-- Goal --
Reproduce the listing word for word, leaving every picture behind.

-- Input --
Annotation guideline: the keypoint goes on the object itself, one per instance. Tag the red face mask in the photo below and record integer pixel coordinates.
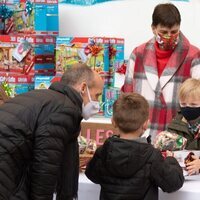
(167, 42)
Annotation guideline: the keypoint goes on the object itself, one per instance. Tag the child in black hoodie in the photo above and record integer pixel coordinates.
(126, 166)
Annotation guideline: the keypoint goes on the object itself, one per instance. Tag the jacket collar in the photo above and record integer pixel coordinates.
(68, 91)
(175, 61)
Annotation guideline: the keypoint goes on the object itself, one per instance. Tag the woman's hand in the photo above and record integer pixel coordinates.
(194, 166)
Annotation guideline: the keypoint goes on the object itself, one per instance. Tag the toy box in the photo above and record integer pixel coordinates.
(31, 17)
(17, 84)
(27, 54)
(43, 82)
(116, 53)
(92, 51)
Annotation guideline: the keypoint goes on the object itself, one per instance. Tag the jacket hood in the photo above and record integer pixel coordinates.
(70, 92)
(123, 158)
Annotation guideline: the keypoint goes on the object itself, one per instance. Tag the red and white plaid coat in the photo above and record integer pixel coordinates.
(161, 93)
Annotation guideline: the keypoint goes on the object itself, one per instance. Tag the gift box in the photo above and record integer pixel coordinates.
(30, 17)
(44, 82)
(119, 75)
(17, 84)
(111, 95)
(169, 141)
(116, 53)
(87, 149)
(27, 54)
(92, 51)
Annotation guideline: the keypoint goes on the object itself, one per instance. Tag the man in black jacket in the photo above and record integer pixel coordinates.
(38, 137)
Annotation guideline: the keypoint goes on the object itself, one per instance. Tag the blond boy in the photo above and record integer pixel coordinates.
(187, 121)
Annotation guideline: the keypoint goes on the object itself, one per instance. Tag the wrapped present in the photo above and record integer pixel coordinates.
(169, 141)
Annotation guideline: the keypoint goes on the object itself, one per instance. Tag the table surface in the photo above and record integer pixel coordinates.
(189, 191)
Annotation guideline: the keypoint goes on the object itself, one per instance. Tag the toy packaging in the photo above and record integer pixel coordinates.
(27, 54)
(116, 53)
(92, 51)
(30, 17)
(17, 84)
(43, 82)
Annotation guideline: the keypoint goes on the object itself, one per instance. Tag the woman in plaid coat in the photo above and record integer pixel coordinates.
(157, 68)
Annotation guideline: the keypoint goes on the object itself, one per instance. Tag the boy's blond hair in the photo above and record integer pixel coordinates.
(189, 88)
(130, 111)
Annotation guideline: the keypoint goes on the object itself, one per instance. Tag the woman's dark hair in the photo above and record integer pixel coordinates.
(166, 14)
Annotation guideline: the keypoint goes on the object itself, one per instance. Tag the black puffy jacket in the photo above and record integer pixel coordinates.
(38, 144)
(130, 170)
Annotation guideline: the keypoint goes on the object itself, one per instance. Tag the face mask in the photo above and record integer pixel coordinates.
(167, 42)
(91, 108)
(190, 113)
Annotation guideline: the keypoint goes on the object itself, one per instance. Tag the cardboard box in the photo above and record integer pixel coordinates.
(44, 82)
(40, 19)
(27, 54)
(18, 84)
(92, 51)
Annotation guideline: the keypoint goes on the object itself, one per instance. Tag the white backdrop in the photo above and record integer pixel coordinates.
(129, 19)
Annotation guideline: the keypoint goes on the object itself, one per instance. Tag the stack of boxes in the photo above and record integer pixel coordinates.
(102, 54)
(27, 41)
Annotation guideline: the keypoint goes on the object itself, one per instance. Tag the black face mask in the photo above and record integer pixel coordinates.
(190, 113)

-- Answer to this exercise --
Annotation guideline: the keypoint goes on the object itself, one per instance. Tag the red face mask in the photo below and record integer pixel coordinates.
(167, 42)
Annotation guideline: the keypoint goes on the object itself, one per instance. Tag the child in black hoodie in the photo above and record integer pixel coordinates.
(126, 166)
Annotation guideline: the keypoint goes on the object itself, one per instance. Tag the jacket collar in the photo above and record integer pixel coordinates.
(68, 91)
(175, 61)
Annotation guideline: the keypoint goes on the object itself, one per instance. Tag the woman's hand in the photo above and record integer pixel coordinates.
(194, 166)
Annotation guideline: the keypoint goes on the object itself, one per instance. Tag the toy box in the photo above and record integer pixel coordinates.
(31, 17)
(17, 84)
(27, 54)
(43, 82)
(116, 53)
(92, 51)
Annotation guideline: the keypoint goes on the object itself, one per instance. Tag the jacket hood in the photo above and record integer pixel coordinates.
(70, 92)
(123, 158)
Annotation guideline: the keypoint goes on the object itself, one per instance. Tag the red and white plaid coat in the photo above and record integer pixel coordinates.
(161, 93)
Annotation guideline: the keypoint goes on the object itself, one per instance. Tag the gift box in the photo above and record integer pixel coordinates.
(30, 17)
(44, 82)
(119, 75)
(17, 84)
(111, 95)
(169, 141)
(116, 53)
(87, 149)
(27, 54)
(92, 51)
Annotation guideline: the keypoint goes on the object itself, one per instance. Tag the man in black jacket in the photo above and record integer pixel coordinates.
(38, 137)
Annotation guideline: the keypoint goes on the object itself, one per instance. Tag the blond boy in the photo above and record integer pixel coordinates.
(187, 121)
Annotation guideline: the keypoint goes on the object itself, one per instance. Tag the wrapped present in the photo above and record integer pixel coordinates.
(169, 141)
Annotation guideline: the keypoint goes on the object itself, one per instance. Tag the table surface in the photo above and record integer pixel coordinates.
(189, 191)
Annotation guideline: the keypoint goes on the object itself, one per instance. Tag the toy packaging in the photo above and record integer pixel coordinates.
(27, 54)
(116, 53)
(92, 51)
(30, 17)
(17, 84)
(43, 82)
Annotation guideline: the keypoint goes on the object itself, one per instance. Tag the woman in plaid coat in the photo above and record integer pixel coordinates.
(157, 68)
Annotation guideline: the keypoint goes on the object itself, one per instance. Tag the boy's blond hair in the photo above and record integer pixel coordinates.
(189, 88)
(130, 111)
Annotation guideline: the keypoint goes on the object itself, one per instance. Tag the woman's dark hair in the photo above and record integer pixel coordinates.
(166, 14)
Annotation guideline: the keypoint goes on the object itself, one per instance. Tag the black puffy jacket in the photo above and record integer pixel coordinates.
(38, 144)
(130, 170)
Annotation guideline: the keypoint goes on the object itself, one per instance. Tag the face mask in the photo above and record integer pixel coordinates.
(167, 42)
(91, 108)
(190, 113)
Annotation guideline: the keypoint goes on the object itself, one per instance. Tag the cardboard box in the photo above and record integer pixel coordinates.
(44, 82)
(40, 19)
(27, 54)
(18, 84)
(92, 51)
Annotation guideline: the keypoint goes on the object itself, one per instance. Tag the white backdrop in the photo above and record integer pixel coordinates.
(129, 19)
Annotation guideline: the keypoint goes on the object itself, one per instance. Tag the stack of boxes in the photo above and record integer pixel coordinates.
(102, 54)
(27, 41)
Annotation guideline: the keypoint goes on the object itself, one per instance. Tag the black face mask in the photo above and record integer pixel coordinates.
(190, 113)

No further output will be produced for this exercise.